WORK TO COMPLETE ->
Transcribe the following items line for line, leaving out the pictures.

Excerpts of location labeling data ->
■ ■ ■
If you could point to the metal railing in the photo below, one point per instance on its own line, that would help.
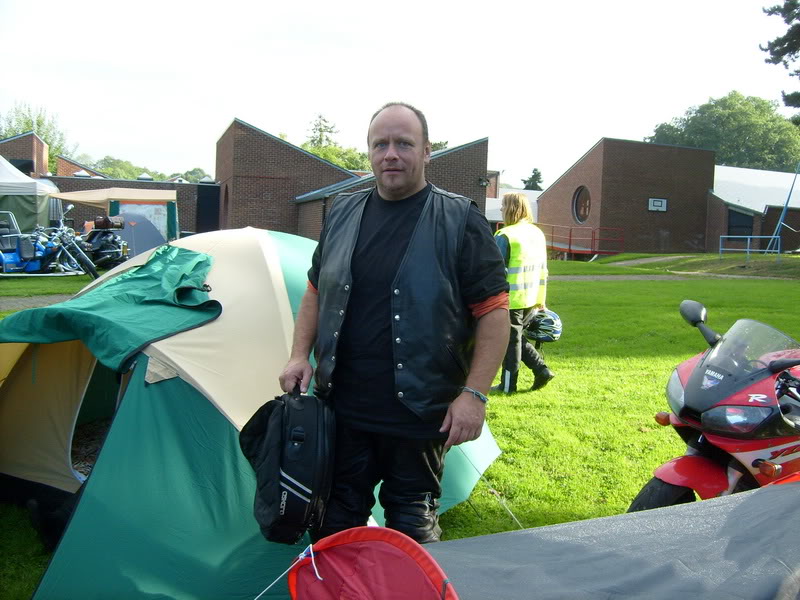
(584, 240)
(773, 247)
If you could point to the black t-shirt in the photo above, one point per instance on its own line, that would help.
(363, 381)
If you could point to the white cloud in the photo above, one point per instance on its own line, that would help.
(158, 83)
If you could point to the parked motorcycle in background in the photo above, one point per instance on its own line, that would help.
(737, 407)
(103, 245)
(44, 251)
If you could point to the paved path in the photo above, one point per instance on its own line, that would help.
(642, 261)
(20, 302)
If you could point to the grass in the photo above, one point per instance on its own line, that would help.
(42, 286)
(583, 446)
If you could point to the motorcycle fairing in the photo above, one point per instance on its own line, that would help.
(706, 477)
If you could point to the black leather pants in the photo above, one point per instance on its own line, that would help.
(411, 472)
(519, 348)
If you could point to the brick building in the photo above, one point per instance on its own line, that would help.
(27, 152)
(268, 182)
(642, 197)
(263, 181)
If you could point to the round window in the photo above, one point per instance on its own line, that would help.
(581, 204)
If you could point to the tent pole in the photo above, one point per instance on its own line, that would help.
(777, 231)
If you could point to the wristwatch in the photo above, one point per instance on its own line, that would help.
(476, 393)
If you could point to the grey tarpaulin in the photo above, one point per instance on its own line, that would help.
(745, 546)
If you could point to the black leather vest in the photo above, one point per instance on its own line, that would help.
(432, 329)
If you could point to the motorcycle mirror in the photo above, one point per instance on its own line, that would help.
(693, 312)
(781, 364)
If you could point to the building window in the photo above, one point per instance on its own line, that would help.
(739, 223)
(581, 204)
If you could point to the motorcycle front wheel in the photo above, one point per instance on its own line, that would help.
(657, 494)
(86, 264)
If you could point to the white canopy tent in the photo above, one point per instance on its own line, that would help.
(24, 196)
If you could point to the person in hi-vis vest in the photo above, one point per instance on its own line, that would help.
(524, 250)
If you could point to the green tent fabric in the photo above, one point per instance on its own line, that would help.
(116, 319)
(178, 523)
(167, 511)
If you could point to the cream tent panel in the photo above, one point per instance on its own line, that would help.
(235, 360)
(38, 404)
(9, 354)
(102, 198)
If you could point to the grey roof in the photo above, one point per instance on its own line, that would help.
(19, 135)
(343, 186)
(755, 189)
(82, 166)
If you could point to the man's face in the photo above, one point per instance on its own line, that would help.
(398, 153)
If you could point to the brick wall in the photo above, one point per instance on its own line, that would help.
(621, 176)
(261, 175)
(634, 172)
(716, 222)
(27, 147)
(186, 193)
(555, 215)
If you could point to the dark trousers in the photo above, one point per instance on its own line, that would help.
(411, 472)
(519, 350)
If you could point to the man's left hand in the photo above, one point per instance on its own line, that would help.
(464, 420)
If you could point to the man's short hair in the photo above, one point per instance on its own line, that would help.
(423, 121)
(516, 208)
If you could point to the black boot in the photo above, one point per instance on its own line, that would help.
(508, 383)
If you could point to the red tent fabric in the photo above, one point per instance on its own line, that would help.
(369, 563)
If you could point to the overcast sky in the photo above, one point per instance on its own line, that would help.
(157, 83)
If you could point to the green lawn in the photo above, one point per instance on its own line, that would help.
(42, 286)
(583, 446)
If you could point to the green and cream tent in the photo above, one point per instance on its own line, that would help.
(180, 345)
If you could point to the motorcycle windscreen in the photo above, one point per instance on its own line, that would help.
(738, 360)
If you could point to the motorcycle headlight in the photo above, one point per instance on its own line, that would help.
(675, 393)
(734, 419)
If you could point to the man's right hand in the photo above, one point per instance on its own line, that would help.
(296, 372)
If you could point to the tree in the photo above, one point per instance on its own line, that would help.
(534, 182)
(192, 175)
(744, 131)
(785, 49)
(23, 118)
(321, 143)
(322, 132)
(116, 168)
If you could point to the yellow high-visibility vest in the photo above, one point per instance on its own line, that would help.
(527, 265)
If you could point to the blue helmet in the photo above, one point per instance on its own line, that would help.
(544, 327)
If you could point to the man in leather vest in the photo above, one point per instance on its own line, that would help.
(407, 310)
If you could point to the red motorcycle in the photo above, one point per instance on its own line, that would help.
(737, 407)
■ ■ ■
SOLUTION FOR THIS TASK ->
If you could point to the metal railing in the photo below, one point per instance on its own line, that would help.
(584, 240)
(773, 247)
If you could point to the black t-shirt in the photo above, one point per instance on its own line, that would help.
(363, 381)
If you could point to the white cloud in the photo above, one point per instance on its own line, that would help.
(158, 83)
If you could point to the parked motorcycle in background in the photo above, one point per instance on its own line, that would help.
(737, 407)
(103, 245)
(44, 251)
If you could point to the paved path in the photo above, one point per instance on its own line, that would help.
(642, 261)
(20, 302)
If you could point to the grass in the photo above, one point per instance on its own line, that would help.
(42, 286)
(583, 446)
If you could point to the motorcycle fairing in the photo above, one point per instance on its own line, that would help.
(706, 477)
If you could point to the black leather pants in the photo above, one point per instance on its own line, that would help.
(411, 472)
(519, 348)
If you could point to the brick building in the photo above, one point per instance on its own line, that would help.
(27, 152)
(268, 182)
(642, 197)
(263, 181)
If you could point to the round window in the photo above, one point per instance on its own line, that would help.
(581, 204)
If you could point to the tent pole in the photo above, one point per instance on its own line, that would help.
(777, 231)
If you could point to the wristwatch in the photo above, one point per instance on its own line, that would help.
(476, 393)
If you could point to the grey tarpaulin in the photo above, one point per instance on its own line, that would help.
(745, 546)
If you could point to the black leather vest in the photo above, one point per instance on its own line, that would help.
(432, 329)
If you could point to the motorcycle mirror in the photo above, one point per instance on its own line, that would help.
(693, 312)
(781, 364)
If you could point to the building window in the photo above, one point per instance on its own line, that would help.
(739, 223)
(581, 204)
If you could point to the motorcycle front wheel in the photo above, one point per instance on its own line, that would help.
(657, 494)
(86, 264)
If you could point to the white canopy tent in the photo above, one point per instance on its own line, that would help.
(24, 196)
If you could point to the person in hi-vis vest in the photo above, one point per instance on its own line, that would help.
(524, 250)
If you could point to the green tent fabric in the photo above, one point per instance on its own line, that would help.
(116, 319)
(178, 523)
(167, 511)
If you could point to the cream tent panel in the photo above, one point per instance on its own line, that would help.
(235, 360)
(38, 404)
(9, 354)
(102, 198)
If you could point to the grey roof in the photo above, one point per instance on its own line, that would help.
(19, 135)
(343, 186)
(755, 189)
(82, 166)
If you could point to the man's face in the photo above, one point per instance on its own line, that would help.
(398, 153)
If you could point to the brick wall in the photo above, one point per instance on its own line, that would help.
(621, 176)
(261, 175)
(634, 172)
(716, 222)
(27, 147)
(186, 193)
(555, 215)
If you could point to the dark trousers in the photo above, one point per instance on its own line, that would help.
(411, 472)
(519, 350)
If you could point to the man's left hand in the photo above, one point per instance on its own line, that would help.
(464, 420)
If you could point to the man's short hair in the photo above, one point per instance on its own line, that would help.
(423, 121)
(516, 208)
If you could point to the black boot in the photo above, one point per instance on its own line, that would help.
(508, 383)
If you could point to the red tent fabric in the photo above, one point per instance on its own line, that would help.
(369, 563)
If you could point to the overcast sky in the photo above, one point per instance on its own line, that would help.
(157, 83)
If you could point to the green lawn in the photo above, one point per instance on its own line, that would help.
(42, 286)
(583, 446)
If you could point to the green and cream tent in the photo above, one point per instance on its own line, that would help.
(180, 345)
If you could point to the motorcycle windscreen in the photo above, one point per instance on its own line, that would help.
(738, 360)
If you could point to the motorcycle headlight in the photo above, one point per instance on its own line, that would help.
(675, 393)
(734, 419)
If you could point to the man's right hand in the photo above, one point per instance on its own line, that would help.
(296, 372)
If you could point to the tree in the photo above, one point per instance on its own line, that would help.
(534, 182)
(192, 175)
(744, 131)
(785, 49)
(23, 118)
(321, 143)
(322, 132)
(116, 168)
If you could point to the yellow high-visibility vest in the photo above, one point per instance on its own line, that would help.
(527, 265)
If you could point to the blue helmet in the photo above, one point per instance on its own line, that would help.
(544, 327)
If you could point to the man in leather vest in the photo above, one point per instance on its own line, that would help.
(407, 310)
If you could point to the red motorcycle in the photo above, one point per instance on its own line, that would help.
(737, 407)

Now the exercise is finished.